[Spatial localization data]

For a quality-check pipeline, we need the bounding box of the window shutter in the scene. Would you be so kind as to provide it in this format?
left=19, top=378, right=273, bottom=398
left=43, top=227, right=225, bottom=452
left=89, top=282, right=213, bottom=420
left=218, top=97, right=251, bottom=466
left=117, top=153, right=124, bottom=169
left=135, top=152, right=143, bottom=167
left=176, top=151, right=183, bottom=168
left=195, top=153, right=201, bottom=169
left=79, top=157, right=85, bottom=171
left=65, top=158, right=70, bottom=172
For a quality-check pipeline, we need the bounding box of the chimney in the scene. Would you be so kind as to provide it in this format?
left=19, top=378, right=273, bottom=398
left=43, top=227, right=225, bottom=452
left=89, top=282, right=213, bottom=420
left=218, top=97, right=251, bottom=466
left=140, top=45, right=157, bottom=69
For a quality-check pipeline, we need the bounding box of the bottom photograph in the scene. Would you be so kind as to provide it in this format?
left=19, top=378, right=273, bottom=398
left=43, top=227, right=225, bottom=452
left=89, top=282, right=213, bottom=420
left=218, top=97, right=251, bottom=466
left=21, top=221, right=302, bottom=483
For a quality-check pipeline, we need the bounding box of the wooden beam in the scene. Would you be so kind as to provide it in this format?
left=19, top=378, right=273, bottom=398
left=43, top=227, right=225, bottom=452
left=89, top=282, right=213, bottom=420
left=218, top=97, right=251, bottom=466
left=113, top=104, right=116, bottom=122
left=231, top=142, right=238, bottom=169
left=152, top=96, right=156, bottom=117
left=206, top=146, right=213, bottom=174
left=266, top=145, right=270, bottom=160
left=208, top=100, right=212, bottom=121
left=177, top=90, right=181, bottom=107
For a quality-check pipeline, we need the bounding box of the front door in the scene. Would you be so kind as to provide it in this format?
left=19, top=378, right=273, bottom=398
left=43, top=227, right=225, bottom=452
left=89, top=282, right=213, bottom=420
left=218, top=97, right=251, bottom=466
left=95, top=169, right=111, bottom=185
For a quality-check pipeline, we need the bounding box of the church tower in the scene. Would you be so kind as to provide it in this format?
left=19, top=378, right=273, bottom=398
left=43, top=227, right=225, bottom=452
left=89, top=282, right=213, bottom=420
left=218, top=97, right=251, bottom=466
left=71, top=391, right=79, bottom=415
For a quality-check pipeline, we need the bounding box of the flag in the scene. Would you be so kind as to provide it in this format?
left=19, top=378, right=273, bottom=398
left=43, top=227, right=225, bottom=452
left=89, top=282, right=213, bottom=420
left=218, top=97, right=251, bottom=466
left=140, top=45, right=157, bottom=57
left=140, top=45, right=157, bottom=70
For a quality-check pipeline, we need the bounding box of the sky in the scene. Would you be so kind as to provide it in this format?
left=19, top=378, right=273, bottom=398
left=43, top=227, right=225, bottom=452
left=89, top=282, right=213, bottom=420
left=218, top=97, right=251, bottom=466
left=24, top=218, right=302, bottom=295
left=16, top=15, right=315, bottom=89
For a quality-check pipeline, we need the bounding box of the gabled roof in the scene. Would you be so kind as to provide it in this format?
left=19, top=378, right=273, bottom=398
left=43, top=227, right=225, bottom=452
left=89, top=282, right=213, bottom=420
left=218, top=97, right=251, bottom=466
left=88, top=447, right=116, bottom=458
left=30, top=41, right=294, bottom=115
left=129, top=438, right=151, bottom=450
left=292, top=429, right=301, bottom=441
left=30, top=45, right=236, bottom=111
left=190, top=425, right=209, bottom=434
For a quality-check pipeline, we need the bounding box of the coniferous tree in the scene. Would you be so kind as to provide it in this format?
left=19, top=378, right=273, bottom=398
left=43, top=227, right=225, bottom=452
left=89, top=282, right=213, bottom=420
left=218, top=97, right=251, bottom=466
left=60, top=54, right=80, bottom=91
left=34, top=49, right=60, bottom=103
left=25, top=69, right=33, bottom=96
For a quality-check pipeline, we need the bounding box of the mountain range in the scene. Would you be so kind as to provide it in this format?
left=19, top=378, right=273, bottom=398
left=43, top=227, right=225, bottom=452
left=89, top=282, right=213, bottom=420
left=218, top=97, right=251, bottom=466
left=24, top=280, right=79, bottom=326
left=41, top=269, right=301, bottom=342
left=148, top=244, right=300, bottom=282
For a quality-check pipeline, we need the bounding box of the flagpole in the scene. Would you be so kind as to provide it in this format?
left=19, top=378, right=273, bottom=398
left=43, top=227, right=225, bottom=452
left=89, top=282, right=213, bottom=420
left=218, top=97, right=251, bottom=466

THE PROBLEM |
The lines above that hold the string "format" are to be located and copied.

EXERCISE OUTPUT |
For a quality-check pipeline, we need the bounding box of the window shutter in the scene. Would you be so kind as to provide it in this format?
For a quality-check pipeline, we need the bounding box of the chimney in the scene. Would you be so kind as to provide it in this format?
For a quality-check pipeline, we need the bounding box of the bottom photograph in the scene. Would you be so kind as to provide it in this format?
For a quality-check pipeline, we need the bounding box of the wooden beam in the scene. Would you be so kind as to provide it in this format?
For a quality-check pipeline, we need the bounding box of the front door in the scene. Would you be so kind as to provide it in this format?
For a quality-check pipeline, we need the bounding box of the church tower in the scene. Would you be so kind as to provide it in this format?
For a quality-check pipeline, we need the bounding box of the flag in the scene. Would you be so kind as to provide it in this format?
For a quality-check pipeline, we need the bounding box of the sky in the scene. Would you be so kind as to provide it in this format?
For a quality-check pipeline, we need the bounding box of the gabled roof in the scene. Would you be so kind as to provide it in this format?
For a quality-check pipeline, we need the bounding box of the coniferous tree in the scene. Would you be so kind as to provide it in this format?
For a quality-check pipeline, we need the bounding box of the mountain range in the scene. Would you be so kind as to provide it in this format?
For a quality-check pipeline, we need the bounding box of the flagpole in the scene. Would you be so kind as to provide it in this format?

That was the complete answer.